• Required task
Pick out each line in the items below that contains the word "water" and copy it in full.

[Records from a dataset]
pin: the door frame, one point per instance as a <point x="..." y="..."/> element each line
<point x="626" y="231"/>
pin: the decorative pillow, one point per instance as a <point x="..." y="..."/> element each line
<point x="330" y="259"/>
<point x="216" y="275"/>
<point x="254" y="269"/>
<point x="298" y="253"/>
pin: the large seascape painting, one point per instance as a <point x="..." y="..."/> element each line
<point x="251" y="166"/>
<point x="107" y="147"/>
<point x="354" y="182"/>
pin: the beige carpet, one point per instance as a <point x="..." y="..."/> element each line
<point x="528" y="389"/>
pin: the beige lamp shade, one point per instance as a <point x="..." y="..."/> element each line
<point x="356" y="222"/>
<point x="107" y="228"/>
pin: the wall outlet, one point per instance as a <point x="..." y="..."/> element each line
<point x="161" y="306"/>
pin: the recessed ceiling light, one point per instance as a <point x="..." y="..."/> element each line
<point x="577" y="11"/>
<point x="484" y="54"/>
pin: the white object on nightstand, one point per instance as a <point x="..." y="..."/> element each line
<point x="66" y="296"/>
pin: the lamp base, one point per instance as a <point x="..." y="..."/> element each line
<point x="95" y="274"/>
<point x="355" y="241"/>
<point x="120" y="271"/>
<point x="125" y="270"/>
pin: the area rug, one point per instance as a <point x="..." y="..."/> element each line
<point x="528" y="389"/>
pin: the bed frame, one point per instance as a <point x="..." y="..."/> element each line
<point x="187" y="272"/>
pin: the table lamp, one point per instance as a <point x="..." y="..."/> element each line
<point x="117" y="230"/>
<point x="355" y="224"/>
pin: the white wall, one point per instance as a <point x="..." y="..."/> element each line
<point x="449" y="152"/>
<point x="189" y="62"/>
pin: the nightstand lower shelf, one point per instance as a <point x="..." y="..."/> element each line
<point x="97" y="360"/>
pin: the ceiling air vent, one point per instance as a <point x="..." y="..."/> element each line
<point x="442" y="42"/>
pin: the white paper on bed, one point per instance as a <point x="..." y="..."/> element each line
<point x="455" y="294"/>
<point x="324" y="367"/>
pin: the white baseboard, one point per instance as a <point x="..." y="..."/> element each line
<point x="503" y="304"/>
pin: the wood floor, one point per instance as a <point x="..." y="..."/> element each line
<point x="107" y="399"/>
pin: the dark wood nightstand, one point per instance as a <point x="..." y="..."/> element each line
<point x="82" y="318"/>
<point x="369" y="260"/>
==
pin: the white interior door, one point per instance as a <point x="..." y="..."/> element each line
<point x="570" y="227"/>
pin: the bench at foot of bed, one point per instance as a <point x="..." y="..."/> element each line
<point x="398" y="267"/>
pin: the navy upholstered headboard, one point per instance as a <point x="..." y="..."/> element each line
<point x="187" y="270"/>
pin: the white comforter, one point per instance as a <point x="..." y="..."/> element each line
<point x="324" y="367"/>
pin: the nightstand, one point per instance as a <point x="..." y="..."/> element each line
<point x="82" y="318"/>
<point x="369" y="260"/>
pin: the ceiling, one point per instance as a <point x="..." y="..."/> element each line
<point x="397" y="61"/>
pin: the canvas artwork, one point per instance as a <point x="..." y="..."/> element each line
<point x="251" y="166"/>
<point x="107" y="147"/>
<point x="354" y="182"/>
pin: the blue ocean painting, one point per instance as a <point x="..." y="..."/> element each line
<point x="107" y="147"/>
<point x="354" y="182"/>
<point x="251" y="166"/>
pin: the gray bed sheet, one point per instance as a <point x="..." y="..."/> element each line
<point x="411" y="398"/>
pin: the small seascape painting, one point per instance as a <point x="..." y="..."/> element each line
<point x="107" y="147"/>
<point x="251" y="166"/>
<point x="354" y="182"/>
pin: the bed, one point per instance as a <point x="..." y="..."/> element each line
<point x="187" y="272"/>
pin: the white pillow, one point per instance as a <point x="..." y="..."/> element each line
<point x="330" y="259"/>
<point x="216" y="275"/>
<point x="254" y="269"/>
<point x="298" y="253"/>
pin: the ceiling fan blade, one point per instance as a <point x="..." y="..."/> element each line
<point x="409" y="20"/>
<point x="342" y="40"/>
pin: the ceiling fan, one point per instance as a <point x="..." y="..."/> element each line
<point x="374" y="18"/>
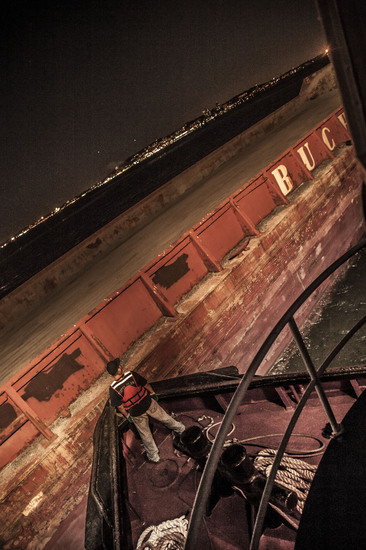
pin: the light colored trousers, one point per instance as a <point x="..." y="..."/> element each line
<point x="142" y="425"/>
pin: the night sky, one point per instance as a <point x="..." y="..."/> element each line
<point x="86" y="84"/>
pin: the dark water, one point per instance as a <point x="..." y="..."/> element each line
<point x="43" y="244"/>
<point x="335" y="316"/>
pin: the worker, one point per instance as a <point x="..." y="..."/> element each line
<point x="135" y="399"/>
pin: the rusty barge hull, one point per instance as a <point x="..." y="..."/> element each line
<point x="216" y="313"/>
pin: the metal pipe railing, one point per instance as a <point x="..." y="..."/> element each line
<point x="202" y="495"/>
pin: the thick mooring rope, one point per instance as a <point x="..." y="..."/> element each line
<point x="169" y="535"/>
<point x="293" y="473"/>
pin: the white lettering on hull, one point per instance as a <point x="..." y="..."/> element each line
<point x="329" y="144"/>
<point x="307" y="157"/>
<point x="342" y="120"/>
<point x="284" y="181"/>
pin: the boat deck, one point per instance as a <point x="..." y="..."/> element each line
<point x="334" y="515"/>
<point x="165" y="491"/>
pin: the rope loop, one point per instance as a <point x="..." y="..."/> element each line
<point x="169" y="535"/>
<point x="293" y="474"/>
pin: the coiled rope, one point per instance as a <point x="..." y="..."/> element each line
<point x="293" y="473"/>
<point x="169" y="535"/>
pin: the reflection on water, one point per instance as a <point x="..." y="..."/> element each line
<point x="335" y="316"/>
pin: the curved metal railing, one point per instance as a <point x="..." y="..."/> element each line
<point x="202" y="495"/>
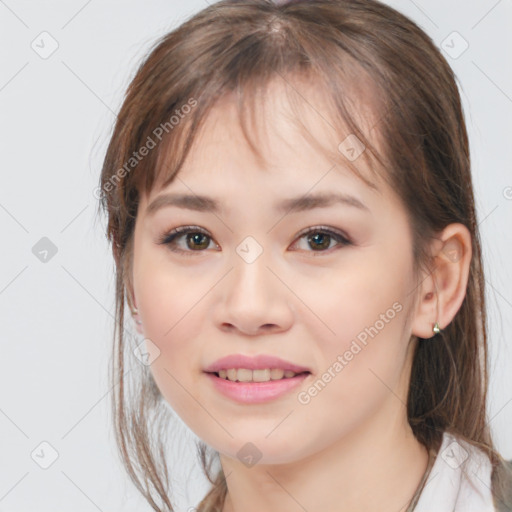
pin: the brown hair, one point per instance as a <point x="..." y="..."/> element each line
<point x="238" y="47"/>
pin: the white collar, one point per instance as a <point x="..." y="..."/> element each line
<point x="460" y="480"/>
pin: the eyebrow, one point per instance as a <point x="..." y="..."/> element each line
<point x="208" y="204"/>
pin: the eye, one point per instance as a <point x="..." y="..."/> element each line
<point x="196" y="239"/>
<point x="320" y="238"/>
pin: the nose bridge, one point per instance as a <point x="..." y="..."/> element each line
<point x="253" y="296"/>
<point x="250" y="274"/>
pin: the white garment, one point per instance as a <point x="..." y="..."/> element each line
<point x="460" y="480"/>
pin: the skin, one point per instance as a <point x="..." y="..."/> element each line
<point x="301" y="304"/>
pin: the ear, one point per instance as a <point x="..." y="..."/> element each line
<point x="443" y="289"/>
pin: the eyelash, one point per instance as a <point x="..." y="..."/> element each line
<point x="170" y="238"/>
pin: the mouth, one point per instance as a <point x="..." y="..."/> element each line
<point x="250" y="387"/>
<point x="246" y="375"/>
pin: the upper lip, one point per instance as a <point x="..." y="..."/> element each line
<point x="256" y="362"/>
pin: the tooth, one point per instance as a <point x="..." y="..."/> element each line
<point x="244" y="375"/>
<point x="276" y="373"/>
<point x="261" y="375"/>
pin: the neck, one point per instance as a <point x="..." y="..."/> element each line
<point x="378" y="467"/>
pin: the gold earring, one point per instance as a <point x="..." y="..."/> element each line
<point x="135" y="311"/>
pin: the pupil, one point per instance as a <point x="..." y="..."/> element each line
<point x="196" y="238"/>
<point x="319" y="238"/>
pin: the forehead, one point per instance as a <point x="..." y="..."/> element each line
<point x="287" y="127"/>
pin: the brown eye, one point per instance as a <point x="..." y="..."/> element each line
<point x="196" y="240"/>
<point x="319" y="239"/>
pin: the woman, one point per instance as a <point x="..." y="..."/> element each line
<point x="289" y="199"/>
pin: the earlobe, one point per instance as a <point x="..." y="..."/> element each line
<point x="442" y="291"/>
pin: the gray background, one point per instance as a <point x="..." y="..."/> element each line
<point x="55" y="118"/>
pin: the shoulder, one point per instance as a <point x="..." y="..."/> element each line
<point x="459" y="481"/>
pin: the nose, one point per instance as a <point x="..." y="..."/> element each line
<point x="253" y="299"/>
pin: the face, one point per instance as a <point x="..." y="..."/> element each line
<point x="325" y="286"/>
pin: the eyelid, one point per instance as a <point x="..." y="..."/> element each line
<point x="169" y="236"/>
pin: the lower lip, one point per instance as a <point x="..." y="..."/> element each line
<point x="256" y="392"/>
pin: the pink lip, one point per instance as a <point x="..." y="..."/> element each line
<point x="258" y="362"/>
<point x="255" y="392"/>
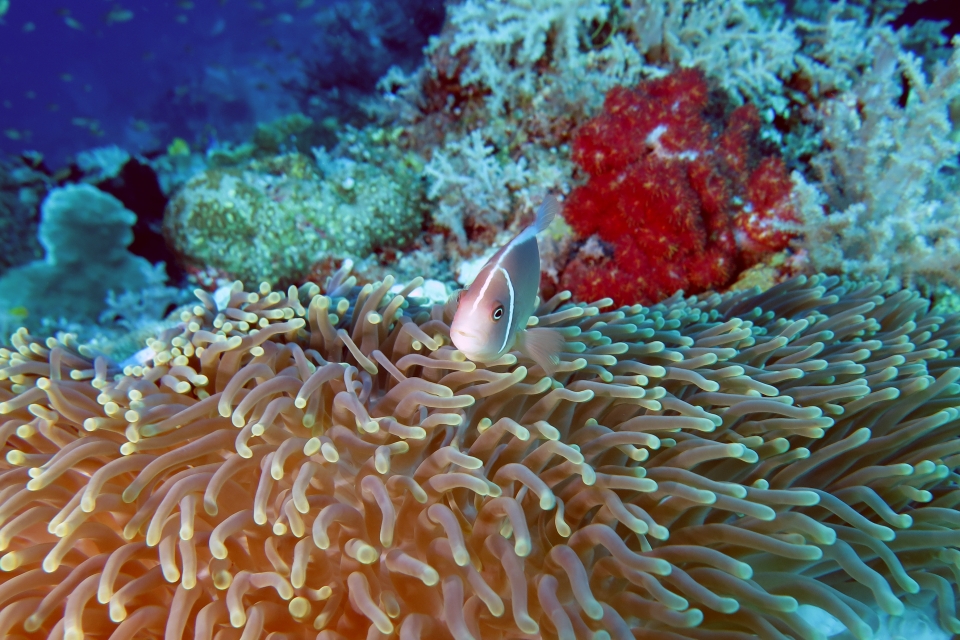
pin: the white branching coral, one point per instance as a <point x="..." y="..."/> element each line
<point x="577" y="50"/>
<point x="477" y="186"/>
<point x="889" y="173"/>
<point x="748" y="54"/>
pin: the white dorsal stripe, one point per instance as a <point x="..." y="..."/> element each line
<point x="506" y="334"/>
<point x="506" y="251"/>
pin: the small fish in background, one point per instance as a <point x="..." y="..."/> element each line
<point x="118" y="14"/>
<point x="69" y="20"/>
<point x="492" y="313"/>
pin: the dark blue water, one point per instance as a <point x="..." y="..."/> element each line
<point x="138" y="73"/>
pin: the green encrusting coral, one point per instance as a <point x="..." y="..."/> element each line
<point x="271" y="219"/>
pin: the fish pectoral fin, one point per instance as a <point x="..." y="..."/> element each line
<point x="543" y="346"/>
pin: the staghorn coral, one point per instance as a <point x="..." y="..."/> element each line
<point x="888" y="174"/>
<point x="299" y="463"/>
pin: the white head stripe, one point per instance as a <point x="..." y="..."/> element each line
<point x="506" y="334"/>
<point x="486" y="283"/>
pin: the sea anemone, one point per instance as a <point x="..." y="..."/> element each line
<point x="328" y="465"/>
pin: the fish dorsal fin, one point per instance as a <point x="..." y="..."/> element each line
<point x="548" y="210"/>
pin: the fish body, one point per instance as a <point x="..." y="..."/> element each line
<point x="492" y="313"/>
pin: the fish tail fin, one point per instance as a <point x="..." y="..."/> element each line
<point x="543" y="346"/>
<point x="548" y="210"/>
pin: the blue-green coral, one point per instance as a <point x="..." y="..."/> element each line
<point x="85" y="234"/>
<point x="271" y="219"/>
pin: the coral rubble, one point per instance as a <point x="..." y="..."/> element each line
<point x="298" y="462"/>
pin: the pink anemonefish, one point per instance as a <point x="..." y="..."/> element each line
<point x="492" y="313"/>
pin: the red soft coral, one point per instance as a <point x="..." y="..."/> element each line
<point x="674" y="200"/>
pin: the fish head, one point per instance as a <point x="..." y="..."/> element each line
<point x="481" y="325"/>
...
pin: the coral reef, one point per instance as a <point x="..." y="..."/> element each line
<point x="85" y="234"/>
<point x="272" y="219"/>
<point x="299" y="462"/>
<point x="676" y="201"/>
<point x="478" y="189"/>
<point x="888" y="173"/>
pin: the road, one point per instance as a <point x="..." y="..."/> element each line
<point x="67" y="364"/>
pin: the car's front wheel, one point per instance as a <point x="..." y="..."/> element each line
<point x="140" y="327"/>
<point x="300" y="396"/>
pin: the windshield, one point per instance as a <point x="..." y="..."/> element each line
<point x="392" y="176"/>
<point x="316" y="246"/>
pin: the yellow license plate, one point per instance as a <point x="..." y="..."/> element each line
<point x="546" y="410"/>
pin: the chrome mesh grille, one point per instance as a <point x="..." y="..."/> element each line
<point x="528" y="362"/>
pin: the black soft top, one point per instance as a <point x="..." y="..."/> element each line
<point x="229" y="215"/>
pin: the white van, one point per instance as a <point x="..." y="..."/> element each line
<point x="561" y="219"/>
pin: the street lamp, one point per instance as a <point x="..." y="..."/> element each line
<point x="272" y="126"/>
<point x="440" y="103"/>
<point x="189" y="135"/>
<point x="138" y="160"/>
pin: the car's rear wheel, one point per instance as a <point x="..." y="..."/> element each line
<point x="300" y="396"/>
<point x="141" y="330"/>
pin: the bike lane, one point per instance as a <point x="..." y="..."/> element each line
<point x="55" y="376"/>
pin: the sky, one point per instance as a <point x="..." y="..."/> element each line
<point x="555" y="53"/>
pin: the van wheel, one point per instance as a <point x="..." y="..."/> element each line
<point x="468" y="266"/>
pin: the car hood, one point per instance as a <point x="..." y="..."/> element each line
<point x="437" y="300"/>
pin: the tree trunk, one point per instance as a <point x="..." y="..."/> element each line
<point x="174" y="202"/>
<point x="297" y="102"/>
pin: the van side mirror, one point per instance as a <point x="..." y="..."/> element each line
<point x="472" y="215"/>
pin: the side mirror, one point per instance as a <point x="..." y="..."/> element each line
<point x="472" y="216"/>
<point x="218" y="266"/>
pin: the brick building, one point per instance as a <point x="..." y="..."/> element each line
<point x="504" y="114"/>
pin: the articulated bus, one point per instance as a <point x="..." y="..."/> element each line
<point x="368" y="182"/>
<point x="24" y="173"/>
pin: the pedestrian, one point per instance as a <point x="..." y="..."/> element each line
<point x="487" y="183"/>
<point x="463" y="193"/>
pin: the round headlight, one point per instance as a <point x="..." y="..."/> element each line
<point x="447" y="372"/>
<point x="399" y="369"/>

• Task solution
pin: the dark water, one point per instance as a <point x="..." y="..."/> element each line
pin: the reflection on water, one point per instance as a <point x="..." y="..."/> element each line
pin: the dark blue water, one point per instance as a <point x="..." y="..."/> element each line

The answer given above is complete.